• CHALLENGE: Please format as a JSON list of strings the entries starting with the line with "Where can you see the chrome bumper" and going on through the line with "<point>608,573</point>", one string per line, with blank lines left out.

• DATA PROVIDED:
▬▬▬▬▬▬

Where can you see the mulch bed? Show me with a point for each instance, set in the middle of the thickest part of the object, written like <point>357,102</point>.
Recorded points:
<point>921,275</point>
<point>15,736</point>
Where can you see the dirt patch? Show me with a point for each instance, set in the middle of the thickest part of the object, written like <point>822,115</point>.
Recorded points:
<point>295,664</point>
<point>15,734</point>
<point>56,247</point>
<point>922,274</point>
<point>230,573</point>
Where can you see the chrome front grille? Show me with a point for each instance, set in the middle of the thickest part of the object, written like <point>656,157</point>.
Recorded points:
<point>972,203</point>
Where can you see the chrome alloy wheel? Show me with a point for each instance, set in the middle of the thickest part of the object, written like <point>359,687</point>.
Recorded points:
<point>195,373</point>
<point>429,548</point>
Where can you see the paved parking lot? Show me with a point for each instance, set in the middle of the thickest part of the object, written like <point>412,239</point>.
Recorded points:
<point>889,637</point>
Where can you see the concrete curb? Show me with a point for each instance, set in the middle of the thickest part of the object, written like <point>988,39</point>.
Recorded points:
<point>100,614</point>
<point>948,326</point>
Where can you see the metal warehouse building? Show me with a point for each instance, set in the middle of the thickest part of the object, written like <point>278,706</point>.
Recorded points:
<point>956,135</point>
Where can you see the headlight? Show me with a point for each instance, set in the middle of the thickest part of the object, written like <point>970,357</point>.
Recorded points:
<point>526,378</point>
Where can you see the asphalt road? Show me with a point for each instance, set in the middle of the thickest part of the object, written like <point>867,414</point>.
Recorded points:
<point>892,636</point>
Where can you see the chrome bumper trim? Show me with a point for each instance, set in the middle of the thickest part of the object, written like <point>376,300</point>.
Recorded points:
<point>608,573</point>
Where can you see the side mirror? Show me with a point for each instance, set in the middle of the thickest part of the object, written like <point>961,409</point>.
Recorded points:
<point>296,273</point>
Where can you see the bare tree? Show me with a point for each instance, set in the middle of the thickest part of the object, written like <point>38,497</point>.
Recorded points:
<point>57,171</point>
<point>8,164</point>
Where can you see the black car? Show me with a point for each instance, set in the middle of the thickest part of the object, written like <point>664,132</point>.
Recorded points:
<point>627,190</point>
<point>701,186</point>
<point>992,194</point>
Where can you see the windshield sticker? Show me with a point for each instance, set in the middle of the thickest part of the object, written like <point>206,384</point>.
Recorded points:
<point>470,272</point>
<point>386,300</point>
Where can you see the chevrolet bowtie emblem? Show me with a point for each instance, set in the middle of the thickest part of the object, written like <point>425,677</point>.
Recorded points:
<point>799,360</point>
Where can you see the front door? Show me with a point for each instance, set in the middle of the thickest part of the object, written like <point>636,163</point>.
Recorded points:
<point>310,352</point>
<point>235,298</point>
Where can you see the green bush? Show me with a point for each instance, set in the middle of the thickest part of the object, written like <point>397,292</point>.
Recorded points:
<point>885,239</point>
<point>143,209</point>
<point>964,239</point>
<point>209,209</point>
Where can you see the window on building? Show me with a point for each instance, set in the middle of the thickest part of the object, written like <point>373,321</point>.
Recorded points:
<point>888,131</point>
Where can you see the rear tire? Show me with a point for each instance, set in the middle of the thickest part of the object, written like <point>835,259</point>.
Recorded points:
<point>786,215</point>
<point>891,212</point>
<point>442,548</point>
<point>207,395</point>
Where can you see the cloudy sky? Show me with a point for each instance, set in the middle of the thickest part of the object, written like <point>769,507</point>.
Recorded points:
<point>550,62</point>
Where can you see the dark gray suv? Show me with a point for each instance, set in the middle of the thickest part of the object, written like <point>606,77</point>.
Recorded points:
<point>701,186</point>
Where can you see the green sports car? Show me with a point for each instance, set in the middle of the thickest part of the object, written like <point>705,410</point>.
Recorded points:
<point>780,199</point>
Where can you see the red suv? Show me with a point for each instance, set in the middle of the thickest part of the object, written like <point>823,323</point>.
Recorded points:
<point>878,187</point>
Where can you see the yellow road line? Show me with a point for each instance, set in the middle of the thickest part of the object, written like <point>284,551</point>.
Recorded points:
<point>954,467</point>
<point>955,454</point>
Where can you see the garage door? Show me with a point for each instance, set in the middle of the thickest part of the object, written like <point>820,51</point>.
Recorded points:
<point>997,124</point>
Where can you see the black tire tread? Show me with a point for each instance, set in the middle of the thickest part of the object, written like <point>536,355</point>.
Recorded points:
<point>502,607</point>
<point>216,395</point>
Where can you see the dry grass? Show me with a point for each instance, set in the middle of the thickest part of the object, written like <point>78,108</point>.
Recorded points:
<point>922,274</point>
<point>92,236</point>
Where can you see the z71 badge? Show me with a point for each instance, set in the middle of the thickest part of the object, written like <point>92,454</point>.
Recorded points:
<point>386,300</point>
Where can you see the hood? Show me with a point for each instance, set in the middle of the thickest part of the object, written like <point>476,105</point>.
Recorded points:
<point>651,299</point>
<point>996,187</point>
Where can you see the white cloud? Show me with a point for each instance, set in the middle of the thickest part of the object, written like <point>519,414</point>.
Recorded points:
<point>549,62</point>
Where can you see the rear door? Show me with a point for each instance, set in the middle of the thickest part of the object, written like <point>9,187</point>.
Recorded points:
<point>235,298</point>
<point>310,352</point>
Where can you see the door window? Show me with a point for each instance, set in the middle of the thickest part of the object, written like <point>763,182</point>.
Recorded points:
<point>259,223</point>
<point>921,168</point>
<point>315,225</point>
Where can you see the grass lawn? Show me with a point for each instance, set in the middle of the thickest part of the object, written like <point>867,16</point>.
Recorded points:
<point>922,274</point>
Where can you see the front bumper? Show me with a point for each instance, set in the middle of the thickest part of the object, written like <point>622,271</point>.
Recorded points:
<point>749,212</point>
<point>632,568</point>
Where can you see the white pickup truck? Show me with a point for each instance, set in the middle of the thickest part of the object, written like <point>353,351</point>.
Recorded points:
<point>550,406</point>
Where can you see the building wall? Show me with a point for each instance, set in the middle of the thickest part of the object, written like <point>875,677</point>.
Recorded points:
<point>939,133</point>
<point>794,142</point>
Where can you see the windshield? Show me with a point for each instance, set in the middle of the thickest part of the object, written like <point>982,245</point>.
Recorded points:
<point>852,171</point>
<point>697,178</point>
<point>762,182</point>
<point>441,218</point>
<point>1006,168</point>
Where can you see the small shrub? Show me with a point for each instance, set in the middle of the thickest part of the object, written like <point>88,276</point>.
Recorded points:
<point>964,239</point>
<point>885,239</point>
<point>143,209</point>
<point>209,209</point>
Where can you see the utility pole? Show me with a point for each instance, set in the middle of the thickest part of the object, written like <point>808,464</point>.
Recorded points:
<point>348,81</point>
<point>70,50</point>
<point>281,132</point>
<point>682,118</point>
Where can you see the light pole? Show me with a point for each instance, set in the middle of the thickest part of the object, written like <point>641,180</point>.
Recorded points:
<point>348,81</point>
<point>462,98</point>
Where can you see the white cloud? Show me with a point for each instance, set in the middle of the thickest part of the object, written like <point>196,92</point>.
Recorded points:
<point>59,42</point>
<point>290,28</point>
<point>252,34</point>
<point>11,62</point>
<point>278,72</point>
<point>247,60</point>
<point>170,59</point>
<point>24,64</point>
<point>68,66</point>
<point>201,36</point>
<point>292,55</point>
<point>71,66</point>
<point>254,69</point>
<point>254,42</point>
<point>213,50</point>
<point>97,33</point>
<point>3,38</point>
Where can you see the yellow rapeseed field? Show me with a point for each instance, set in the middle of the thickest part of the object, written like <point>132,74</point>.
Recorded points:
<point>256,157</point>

▬▬▬▬▬▬

• TASK RESULT:
[
  "Where can you see the chrome bumper trim? Show me with a point for each instance, set in the middle of the thickest part of the object, written like <point>376,300</point>.",
  "Recorded points:",
  "<point>608,573</point>"
]